Segment Start: SOURCE DATA

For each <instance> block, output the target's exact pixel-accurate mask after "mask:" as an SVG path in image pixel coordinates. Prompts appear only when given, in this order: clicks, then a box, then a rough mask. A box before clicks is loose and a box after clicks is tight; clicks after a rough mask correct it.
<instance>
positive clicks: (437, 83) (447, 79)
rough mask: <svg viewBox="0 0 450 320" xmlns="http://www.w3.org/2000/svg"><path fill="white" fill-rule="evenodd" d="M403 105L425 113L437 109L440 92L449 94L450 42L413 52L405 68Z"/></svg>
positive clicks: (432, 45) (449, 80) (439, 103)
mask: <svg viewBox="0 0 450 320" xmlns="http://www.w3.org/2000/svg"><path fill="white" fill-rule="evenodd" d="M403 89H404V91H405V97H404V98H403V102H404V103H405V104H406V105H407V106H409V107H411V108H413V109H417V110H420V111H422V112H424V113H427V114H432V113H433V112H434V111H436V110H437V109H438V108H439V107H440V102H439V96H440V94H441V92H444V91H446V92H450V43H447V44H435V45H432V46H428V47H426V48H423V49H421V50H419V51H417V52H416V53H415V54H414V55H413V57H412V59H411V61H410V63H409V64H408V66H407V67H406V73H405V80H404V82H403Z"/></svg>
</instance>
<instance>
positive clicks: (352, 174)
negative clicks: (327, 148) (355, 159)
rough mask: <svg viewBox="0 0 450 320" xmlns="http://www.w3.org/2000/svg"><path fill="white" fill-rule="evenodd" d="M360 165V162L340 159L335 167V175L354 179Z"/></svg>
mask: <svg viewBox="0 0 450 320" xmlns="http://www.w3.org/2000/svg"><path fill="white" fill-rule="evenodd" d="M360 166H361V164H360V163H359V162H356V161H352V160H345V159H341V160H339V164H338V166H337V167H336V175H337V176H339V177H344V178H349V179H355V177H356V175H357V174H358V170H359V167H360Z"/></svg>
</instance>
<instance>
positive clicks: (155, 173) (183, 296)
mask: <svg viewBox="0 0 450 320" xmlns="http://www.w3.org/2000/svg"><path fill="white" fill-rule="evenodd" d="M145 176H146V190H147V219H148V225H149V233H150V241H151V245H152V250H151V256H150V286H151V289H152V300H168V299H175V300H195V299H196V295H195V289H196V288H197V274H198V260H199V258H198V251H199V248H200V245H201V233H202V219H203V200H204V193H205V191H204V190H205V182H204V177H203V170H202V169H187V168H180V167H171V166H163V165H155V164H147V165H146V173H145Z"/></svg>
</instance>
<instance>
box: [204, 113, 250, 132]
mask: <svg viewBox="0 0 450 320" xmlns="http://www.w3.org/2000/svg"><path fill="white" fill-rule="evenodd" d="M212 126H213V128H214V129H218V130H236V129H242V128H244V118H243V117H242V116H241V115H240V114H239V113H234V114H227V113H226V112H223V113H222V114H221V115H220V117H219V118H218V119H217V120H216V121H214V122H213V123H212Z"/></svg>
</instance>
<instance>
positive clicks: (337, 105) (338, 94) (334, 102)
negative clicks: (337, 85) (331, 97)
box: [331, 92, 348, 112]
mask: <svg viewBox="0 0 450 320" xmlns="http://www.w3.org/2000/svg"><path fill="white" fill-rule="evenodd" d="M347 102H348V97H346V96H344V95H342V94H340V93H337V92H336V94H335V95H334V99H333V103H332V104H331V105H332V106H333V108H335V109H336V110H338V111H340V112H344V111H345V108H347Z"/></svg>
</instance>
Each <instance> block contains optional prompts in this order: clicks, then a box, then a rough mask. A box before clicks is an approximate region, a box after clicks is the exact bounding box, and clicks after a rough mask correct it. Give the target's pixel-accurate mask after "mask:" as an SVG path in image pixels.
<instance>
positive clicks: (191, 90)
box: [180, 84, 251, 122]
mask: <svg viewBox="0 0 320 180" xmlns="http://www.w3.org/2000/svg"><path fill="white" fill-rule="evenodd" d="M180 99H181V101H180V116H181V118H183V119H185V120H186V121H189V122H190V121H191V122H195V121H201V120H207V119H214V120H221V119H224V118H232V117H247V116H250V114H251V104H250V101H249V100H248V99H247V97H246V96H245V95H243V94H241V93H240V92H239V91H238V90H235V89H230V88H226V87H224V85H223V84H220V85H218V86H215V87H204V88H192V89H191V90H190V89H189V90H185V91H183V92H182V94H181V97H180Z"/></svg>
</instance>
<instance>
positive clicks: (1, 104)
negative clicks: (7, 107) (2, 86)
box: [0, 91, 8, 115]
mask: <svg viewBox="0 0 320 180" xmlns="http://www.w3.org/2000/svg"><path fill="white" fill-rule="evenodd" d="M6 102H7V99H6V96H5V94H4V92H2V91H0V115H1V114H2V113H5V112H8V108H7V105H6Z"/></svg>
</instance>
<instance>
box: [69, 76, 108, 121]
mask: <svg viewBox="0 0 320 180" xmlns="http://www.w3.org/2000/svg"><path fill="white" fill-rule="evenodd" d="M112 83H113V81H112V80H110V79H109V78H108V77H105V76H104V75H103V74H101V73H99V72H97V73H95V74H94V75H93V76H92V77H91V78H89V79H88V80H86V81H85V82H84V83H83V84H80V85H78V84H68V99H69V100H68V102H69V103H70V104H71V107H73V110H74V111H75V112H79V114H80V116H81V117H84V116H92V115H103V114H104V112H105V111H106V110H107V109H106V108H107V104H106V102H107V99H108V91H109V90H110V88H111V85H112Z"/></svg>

Segment End: SOURCE DATA

**WHAT YOU WILL DO:** Reproduce the lines above verbatim, every one of them from start to finish.

**RESULT BELOW:**
For each <instance> block, output the target's exact pixel-accurate mask after "mask:" as an SVG path in image pixel coordinates. Prompts appear only when given, in this order: clicks, then a box, then a rough mask. A box before clicks is loose and a box after clicks is tight; clicks after a rough mask correct it.
<instance>
positive clicks: (437, 83) (447, 79)
rough mask: <svg viewBox="0 0 450 320" xmlns="http://www.w3.org/2000/svg"><path fill="white" fill-rule="evenodd" d="M403 105L425 113L437 109L440 92L449 94L450 42L413 52L405 68Z"/></svg>
positive clicks: (432, 45) (449, 80) (439, 103)
mask: <svg viewBox="0 0 450 320" xmlns="http://www.w3.org/2000/svg"><path fill="white" fill-rule="evenodd" d="M403 89H404V91H405V97H404V98H403V102H404V103H405V104H406V105H407V106H409V107H411V108H413V109H417V110H420V111H422V112H424V113H427V114H432V113H433V112H434V111H436V110H437V109H438V108H439V107H440V102H439V96H440V94H441V92H444V91H446V92H450V43H447V44H435V45H432V46H428V47H426V48H423V49H421V50H419V51H417V52H416V53H415V54H414V55H413V57H412V59H411V61H410V63H409V64H408V66H407V67H406V73H405V80H404V82H403Z"/></svg>
</instance>
<instance>
positive clicks: (352, 174)
negative clicks: (327, 148) (355, 159)
rough mask: <svg viewBox="0 0 450 320" xmlns="http://www.w3.org/2000/svg"><path fill="white" fill-rule="evenodd" d="M360 165V162L340 159L335 167V175L354 179Z"/></svg>
mask: <svg viewBox="0 0 450 320" xmlns="http://www.w3.org/2000/svg"><path fill="white" fill-rule="evenodd" d="M360 166H361V164H360V163H359V162H356V161H352V160H345V159H341V160H339V164H338V166H337V167H336V175H337V176H339V177H344V178H349V179H355V177H356V175H357V174H358V170H359V167H360Z"/></svg>
</instance>
<instance>
positive clicks: (155, 173) (183, 296)
mask: <svg viewBox="0 0 450 320" xmlns="http://www.w3.org/2000/svg"><path fill="white" fill-rule="evenodd" d="M145 176H146V190H147V219H148V225H149V233H150V241H151V245H152V250H151V256H150V286H151V289H152V300H168V299H175V300H195V299H196V295H195V289H196V288H197V274H198V260H199V258H198V251H199V248H200V245H201V233H202V219H203V200H204V193H205V191H204V190H205V182H204V177H203V170H202V169H187V168H180V167H171V166H163V165H155V164H147V165H146V173H145Z"/></svg>
</instance>
<instance>
box: [204, 113, 250, 132]
mask: <svg viewBox="0 0 450 320" xmlns="http://www.w3.org/2000/svg"><path fill="white" fill-rule="evenodd" d="M212 126H213V128H214V129H218V130H236V129H242V128H244V118H243V117H242V116H241V115H240V114H239V113H234V114H227V113H226V112H223V113H222V114H221V115H220V117H219V118H218V119H217V120H216V121H214V122H213V123H212Z"/></svg>
</instance>
<instance>
positive clicks: (337, 105) (338, 94) (334, 102)
negative clicks: (337, 85) (331, 97)
box: [331, 92, 348, 112]
mask: <svg viewBox="0 0 450 320" xmlns="http://www.w3.org/2000/svg"><path fill="white" fill-rule="evenodd" d="M347 102H348V97H346V96H344V95H342V94H340V93H337V92H336V94H335V95H334V99H333V103H332V104H331V105H332V106H333V108H335V109H336V110H338V111H340V112H344V111H345V108H347Z"/></svg>
</instance>
Each <instance> block contains optional prompts in this order: clicks, then a box, then a rough mask. A box before clicks is an approximate region, a box after clicks is the exact bounding box, and clicks after a rough mask correct it. Give the target's pixel-accurate mask after "mask:" as an SVG path in image pixels.
<instance>
positive clicks: (191, 90)
box: [180, 84, 251, 122]
mask: <svg viewBox="0 0 320 180" xmlns="http://www.w3.org/2000/svg"><path fill="white" fill-rule="evenodd" d="M180 99H181V101H180V116H181V118H183V119H185V120H186V121H189V122H190V121H191V122H195V121H201V120H207V119H214V120H221V119H224V118H232V117H247V116H250V114H251V104H250V101H249V100H248V99H247V97H246V96H245V95H243V94H241V93H240V92H239V91H238V90H235V89H230V88H226V87H224V85H223V84H220V85H218V86H215V87H204V88H192V89H191V90H190V89H189V90H185V91H183V92H182V94H181V97H180Z"/></svg>
</instance>
<instance>
positive clicks: (1, 104)
negative clicks: (7, 107) (2, 86)
box: [0, 91, 8, 115]
mask: <svg viewBox="0 0 320 180" xmlns="http://www.w3.org/2000/svg"><path fill="white" fill-rule="evenodd" d="M6 102H7V99H6V96H5V94H4V92H2V91H0V115H1V114H2V113H5V112H8V108H7V105H6Z"/></svg>
</instance>
<instance>
box: [69, 76, 108, 121]
mask: <svg viewBox="0 0 320 180" xmlns="http://www.w3.org/2000/svg"><path fill="white" fill-rule="evenodd" d="M112 83H113V81H112V80H110V79H109V78H108V77H105V76H104V75H103V74H101V73H99V72H97V73H95V74H94V75H93V76H92V77H91V78H89V79H88V80H86V81H85V82H84V83H83V84H80V85H78V84H68V99H69V100H68V102H69V103H70V104H71V107H73V110H74V111H75V112H79V114H80V116H81V117H84V116H92V115H103V114H104V112H105V111H106V110H107V109H106V108H107V104H106V102H107V99H108V91H109V90H110V88H111V85H112Z"/></svg>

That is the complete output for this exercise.